Reproduce the following material in full, substituting "a single point" for every occurrence of "one point" and leaving everything else unchanged. Omit the pictures from your reproduction.
:::::
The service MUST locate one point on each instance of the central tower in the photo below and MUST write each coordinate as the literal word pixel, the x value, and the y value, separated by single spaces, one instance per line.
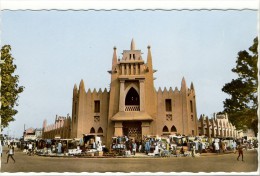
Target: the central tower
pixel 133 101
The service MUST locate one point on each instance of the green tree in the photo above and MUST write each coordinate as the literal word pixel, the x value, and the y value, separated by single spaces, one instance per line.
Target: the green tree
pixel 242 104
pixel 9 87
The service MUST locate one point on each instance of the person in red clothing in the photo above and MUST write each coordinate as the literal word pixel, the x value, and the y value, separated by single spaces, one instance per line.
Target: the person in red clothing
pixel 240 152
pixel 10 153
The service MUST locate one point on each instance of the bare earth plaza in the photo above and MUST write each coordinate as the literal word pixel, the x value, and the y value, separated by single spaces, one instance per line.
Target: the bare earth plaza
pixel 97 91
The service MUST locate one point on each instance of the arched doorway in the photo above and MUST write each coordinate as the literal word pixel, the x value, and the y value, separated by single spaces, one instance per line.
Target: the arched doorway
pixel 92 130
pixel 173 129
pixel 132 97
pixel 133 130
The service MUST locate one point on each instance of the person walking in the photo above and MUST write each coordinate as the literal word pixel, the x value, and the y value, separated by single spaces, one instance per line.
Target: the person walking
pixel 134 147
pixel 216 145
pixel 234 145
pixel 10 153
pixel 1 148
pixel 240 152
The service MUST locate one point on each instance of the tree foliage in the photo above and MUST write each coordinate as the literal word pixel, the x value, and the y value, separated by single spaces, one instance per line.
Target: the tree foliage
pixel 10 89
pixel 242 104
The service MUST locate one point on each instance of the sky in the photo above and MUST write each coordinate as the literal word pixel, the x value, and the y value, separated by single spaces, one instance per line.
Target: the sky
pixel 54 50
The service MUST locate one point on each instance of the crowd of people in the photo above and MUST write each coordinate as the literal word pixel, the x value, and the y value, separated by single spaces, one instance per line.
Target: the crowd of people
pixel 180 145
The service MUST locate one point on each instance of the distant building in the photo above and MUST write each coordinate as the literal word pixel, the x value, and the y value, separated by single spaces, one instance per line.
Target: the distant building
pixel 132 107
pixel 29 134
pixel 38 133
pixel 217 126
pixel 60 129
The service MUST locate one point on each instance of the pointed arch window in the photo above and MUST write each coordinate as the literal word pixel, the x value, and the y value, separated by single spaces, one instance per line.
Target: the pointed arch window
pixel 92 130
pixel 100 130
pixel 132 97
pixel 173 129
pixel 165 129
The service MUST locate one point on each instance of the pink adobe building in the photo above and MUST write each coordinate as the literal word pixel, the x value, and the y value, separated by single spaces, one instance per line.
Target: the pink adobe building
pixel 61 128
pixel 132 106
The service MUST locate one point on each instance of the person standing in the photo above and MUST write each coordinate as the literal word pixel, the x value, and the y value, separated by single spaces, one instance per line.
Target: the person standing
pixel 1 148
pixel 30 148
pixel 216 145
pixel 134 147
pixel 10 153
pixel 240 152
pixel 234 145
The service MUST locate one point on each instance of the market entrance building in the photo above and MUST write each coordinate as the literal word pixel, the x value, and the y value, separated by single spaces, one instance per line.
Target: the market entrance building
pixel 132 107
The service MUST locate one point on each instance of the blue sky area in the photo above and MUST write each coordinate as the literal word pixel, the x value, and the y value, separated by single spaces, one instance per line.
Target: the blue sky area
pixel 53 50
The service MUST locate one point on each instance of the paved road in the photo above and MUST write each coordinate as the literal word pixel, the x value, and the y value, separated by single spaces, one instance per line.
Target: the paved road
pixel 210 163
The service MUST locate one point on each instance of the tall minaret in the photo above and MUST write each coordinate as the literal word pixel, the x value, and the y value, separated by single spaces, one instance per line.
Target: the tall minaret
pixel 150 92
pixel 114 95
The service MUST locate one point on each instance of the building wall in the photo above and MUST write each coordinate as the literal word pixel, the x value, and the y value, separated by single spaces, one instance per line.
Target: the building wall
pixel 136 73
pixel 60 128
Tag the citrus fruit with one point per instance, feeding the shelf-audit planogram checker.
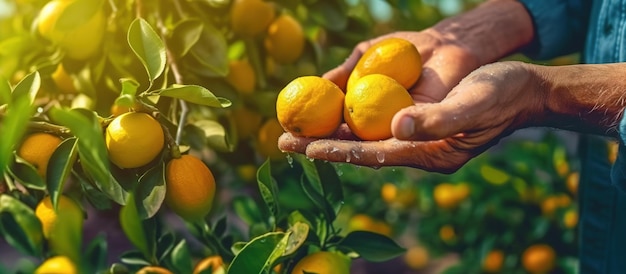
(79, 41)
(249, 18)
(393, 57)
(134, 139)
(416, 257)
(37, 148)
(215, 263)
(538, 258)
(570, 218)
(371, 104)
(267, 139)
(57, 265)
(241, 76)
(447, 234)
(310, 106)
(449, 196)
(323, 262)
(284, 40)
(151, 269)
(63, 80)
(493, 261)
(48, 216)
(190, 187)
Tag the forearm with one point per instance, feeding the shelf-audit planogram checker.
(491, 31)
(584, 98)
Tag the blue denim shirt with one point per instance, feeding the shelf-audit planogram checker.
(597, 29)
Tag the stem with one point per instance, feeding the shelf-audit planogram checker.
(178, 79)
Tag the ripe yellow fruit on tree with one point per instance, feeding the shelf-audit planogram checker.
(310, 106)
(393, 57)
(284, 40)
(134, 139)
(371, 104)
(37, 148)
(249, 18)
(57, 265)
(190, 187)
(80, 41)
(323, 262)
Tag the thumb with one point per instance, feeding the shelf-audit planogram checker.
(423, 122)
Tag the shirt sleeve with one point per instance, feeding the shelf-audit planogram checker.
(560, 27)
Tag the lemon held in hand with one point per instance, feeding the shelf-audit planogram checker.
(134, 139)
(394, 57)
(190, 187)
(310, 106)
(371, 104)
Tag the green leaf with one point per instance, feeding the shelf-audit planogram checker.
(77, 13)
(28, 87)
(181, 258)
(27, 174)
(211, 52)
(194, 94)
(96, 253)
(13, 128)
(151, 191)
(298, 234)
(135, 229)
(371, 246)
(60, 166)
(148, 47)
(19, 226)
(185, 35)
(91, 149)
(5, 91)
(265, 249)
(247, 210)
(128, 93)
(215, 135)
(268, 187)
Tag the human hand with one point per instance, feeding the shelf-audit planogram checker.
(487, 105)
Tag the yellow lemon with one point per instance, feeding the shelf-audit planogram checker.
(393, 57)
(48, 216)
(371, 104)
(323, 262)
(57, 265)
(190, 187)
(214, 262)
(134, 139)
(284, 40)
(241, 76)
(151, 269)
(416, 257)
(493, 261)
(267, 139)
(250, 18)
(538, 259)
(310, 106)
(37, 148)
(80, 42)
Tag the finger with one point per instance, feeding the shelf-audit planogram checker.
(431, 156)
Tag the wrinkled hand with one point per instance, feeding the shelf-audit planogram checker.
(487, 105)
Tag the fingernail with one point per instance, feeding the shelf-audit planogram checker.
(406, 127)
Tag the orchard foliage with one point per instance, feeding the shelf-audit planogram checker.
:::::
__RESULT FOR THIS EXERCISE__:
The service MUST locate a single point on each instance of the central tower in the photo below and MUST write each coordinate as the literal word pixel, the x value, and the y value, separated by single spaces, one instance per line.
Target: the central tower
pixel 133 101
The service MUST locate a single point on each instance of the green tree in the photo above and MUST write each coordinate as the literal word pixel, the x value, and the y value, separated by single spaces, one instance per line.
Target: the green tree
pixel 242 104
pixel 9 87
The service MUST locate a single point on each instance of the person in red clothing in the photo above and MUST write each coordinate as the literal word pixel, the x value, and the y value, separated by single spaces, one instance per line.
Target: the person in red clothing
pixel 240 152
pixel 10 153
The service MUST locate a single point on each instance of the bare earth plaza in the photo above and MUST write each coordinate as the literal word pixel, the x value, and the y value, separated by single spaces, one instance per line.
Target: the bare earth plaza
pixel 97 91
The service MUST locate a single point on each instance of the arched doorway in the photo above and MUST write each coordinate as the literal word pixel, the x value, and the y value, separated by single spaces, one instance per line.
Target: the arched doorway
pixel 92 130
pixel 173 129
pixel 132 97
pixel 133 130
The service MUST locate a single point on each instance of the person walking in the photo above and MUST write each coordinate as the literal word pixel, the x value, and the y value, separated by single spaces, one instance per line.
Target: the person walking
pixel 134 147
pixel 216 145
pixel 234 145
pixel 10 153
pixel 1 148
pixel 240 152
The service MUST locate a single point on each instance of the tree foliage in the photo above and MUST write each coordinate as the literal word pixel, the x value, and the y value, separated by single spaces, one instance per line.
Target: the tree foliage
pixel 10 89
pixel 242 104
The service MUST locate a single point on each instance of the sky in the photo above and MUST write each coordinate as the literal word pixel, the x value, and the y value, separated by single spaces, one instance per line.
Target: the sky
pixel 54 50
The service MUST locate a single point on each instance of the crowd of people in the photo above and MUST write each coordinate as the literal word pixel, the x value, and the y value, separated by single spaces, one instance per line.
Target: the crowd of people
pixel 180 145
The service MUST locate a single point on each instance of the distant building in the photo above and MUST write each coordinate as the literal word pixel, the x value, and the y value, separated by single spaces, one instance per line.
Target: the distant building
pixel 132 107
pixel 29 134
pixel 38 133
pixel 217 126
pixel 60 129
The service MUST locate a single point on each instance of the pointed arch window in the photo above and MUST write each coordinate as the literal word pixel, the x value, and the y value, separated by single spaces, one instance per line.
Target: the pointed arch window
pixel 92 130
pixel 100 130
pixel 132 97
pixel 173 129
pixel 165 129
The service MUST locate a single point on each instance of the pink adobe building in the photo above and MUST write each coordinate as the literal word pixel, the x value, and the y value, separated by single spaces, one instance per line.
Target: the pink adobe building
pixel 61 128
pixel 132 106
The service MUST locate a single point on each instance of the person standing in the photo above and MUST write each coordinate as the literal word pixel, the x value, and the y value, separated by single spaces, one instance per line.
Target: the person standing
pixel 1 148
pixel 30 148
pixel 216 145
pixel 134 147
pixel 10 153
pixel 240 152
pixel 234 145
The service MUST locate a single point on each instance of the market entrance building in the photo above and MUST write each coordinate as the literal word pixel, the x value, and the y value, separated by single spaces, one instance per line.
Target: the market entrance building
pixel 132 107
The service MUST locate a single point on each instance of the blue sky area in the photo above and MUST write each coordinate as the literal word pixel, the x value, and the y value, separated by single spaces, one instance per line.
Target: the blue sky area
pixel 53 50
The service MUST locate a single point on each instance of the paved road in the photo above and MUST write each coordinate as the literal word pixel, the x value, and the y value, separated by single spaces, one instance per line.
Target: the paved road
pixel 210 163
The service MUST locate a single point on each instance of the tall minaret in the photo above and MUST write each coordinate as the literal word pixel, the x value, and the y value, separated by single spaces, one instance per line.
Target: the tall minaret
pixel 150 92
pixel 114 95
The service MUST locate a single point on each instance of the building wall in the photo above and MUST write each coordinate as the literal word pixel, the x value, and the y value, separated by single spaces, one instance per line.
Target: the building wall
pixel 136 73
pixel 60 128
Tag the citrus fruit with a single point per instance, feeding the shelf-audit planogram checker.
(79, 41)
(249, 18)
(393, 57)
(134, 139)
(416, 257)
(37, 148)
(215, 263)
(538, 258)
(570, 218)
(371, 104)
(267, 139)
(57, 265)
(241, 76)
(447, 234)
(310, 106)
(449, 196)
(323, 262)
(284, 40)
(151, 269)
(63, 80)
(493, 261)
(48, 216)
(190, 187)
Tag the forearm with a single point per instance, feeding the shelf-audit planogram checker.
(491, 31)
(584, 98)
Tag the blue denim shirt with a single point per instance, feeding the shelf-audit planogram checker.
(597, 29)
Tag the stem with a single point per instance, feeding the shelf-audit planogram checker.
(178, 79)
Tag the ripe yellow fruit on tree with a single point per instance, feeding the shelf-audit planogram checker.
(310, 106)
(393, 57)
(284, 40)
(134, 139)
(371, 104)
(37, 148)
(249, 18)
(57, 265)
(190, 187)
(80, 41)
(323, 262)
Tag the thumb with a single point per instance, feeding the shelf-audit planogram checker.
(423, 122)
Tag the shirt sleeve with a single point per instance, feeding the shelf-audit planogram checker.
(560, 27)
Tag the lemon held in hand with a single point per instance, feeding the shelf-audit planogram checker.
(134, 139)
(394, 57)
(190, 187)
(310, 106)
(371, 104)
Tag the green leaf with a single point per instance, feeding the shelf-audit planogram checker.
(77, 13)
(28, 87)
(181, 258)
(27, 174)
(211, 52)
(194, 94)
(96, 253)
(13, 128)
(151, 191)
(298, 234)
(135, 229)
(371, 246)
(60, 166)
(148, 47)
(19, 226)
(185, 35)
(91, 149)
(5, 91)
(265, 249)
(247, 210)
(128, 93)
(215, 135)
(268, 187)
Tag the human hand with a single point per instance, feeding the shelf-audit planogram checker.
(487, 105)
Tag the yellow lemon with a single point per instance, feeding the shelf-audit planogram checker.
(393, 57)
(48, 216)
(371, 104)
(323, 262)
(57, 265)
(190, 187)
(214, 262)
(134, 139)
(284, 40)
(241, 76)
(151, 269)
(416, 257)
(493, 261)
(267, 139)
(250, 18)
(538, 259)
(310, 106)
(37, 148)
(80, 42)
Tag the finger with a single point per instance, feeding the shelf-audit planogram checker.
(431, 156)
Tag the wrinkled hand with a single point per instance, feeding the shelf-audit planogram checker.
(487, 105)
Tag the fingernail with a single point per instance, feeding the shelf-audit planogram checker.
(406, 127)
Tag the orchard foliage with a single point per instance, feeding the shelf-audit planogram checker.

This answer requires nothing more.